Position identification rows
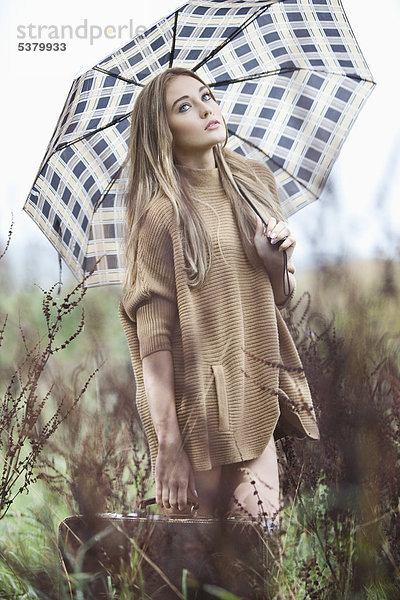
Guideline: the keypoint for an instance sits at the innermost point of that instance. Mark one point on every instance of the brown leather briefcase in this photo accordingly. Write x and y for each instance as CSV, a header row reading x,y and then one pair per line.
x,y
160,556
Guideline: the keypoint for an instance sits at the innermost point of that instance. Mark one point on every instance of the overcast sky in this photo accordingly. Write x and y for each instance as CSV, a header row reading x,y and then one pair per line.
x,y
363,218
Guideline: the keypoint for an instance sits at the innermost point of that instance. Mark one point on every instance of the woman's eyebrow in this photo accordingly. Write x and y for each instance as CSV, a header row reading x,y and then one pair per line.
x,y
203,87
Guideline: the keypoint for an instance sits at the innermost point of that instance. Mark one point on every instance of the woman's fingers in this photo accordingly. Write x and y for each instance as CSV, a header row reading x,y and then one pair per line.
x,y
277,231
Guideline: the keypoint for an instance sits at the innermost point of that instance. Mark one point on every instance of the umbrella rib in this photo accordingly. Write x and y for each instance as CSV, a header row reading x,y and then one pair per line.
x,y
125,79
246,141
284,70
86,135
111,183
232,36
171,54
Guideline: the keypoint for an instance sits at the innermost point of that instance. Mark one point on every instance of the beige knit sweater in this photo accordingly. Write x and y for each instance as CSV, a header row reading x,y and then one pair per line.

**YOUR OBJECTIVE**. Reproduce all of the rows above word for word, without the pictures.

**TASK OUTPUT**.
Guideline: the keypoint for an instance sits at the innermost point of that instance. Mark one point on every instance of the brown leather briefcase in this photo accordingly. Write x and y for each instance as CSV, a header row reading x,y and then one pair per line.
x,y
160,556
Guideline: the keypoint for an instance sits at the innermost point of that instance. Mark one point on every instance of the overcast sky in this photo accordingly. Write x and y for each instance as CSV, a header row reading x,y and then one pair per line.
x,y
363,218
Guideline: the keypoint for an instance sits at the innermost point of that instance. Mark one point on every instance of the woman's eyebrow in this photo accordingly. Write x and y for each instance as CSV, a header row reading x,y and then one pair per line.
x,y
203,87
Guideline: the keypoint for an instance sits at the innermost point of that instance. Mark one point on every instance of the woman's fingers in this photo accordingly. Write x and y for each instance as CSV, a header row reading x,y and then one pair per line.
x,y
277,231
Guideline: the keypoint for an instance sits at the innermost point of that instance. Mark one point on every instance of the umbrella rib in this photo accordingly. Write x and y for each instance as CSV, a header row reading x,y and then one pair per line.
x,y
125,79
246,141
284,70
86,135
111,183
232,36
171,54
Guideline: the keypoint for an instance sits at the innermost point of that instance. Mark one point on every instance of the beige knit sweater in this photo accordingly. Write x and y for each instance as CSV, a header row reading x,y and then one pair per line.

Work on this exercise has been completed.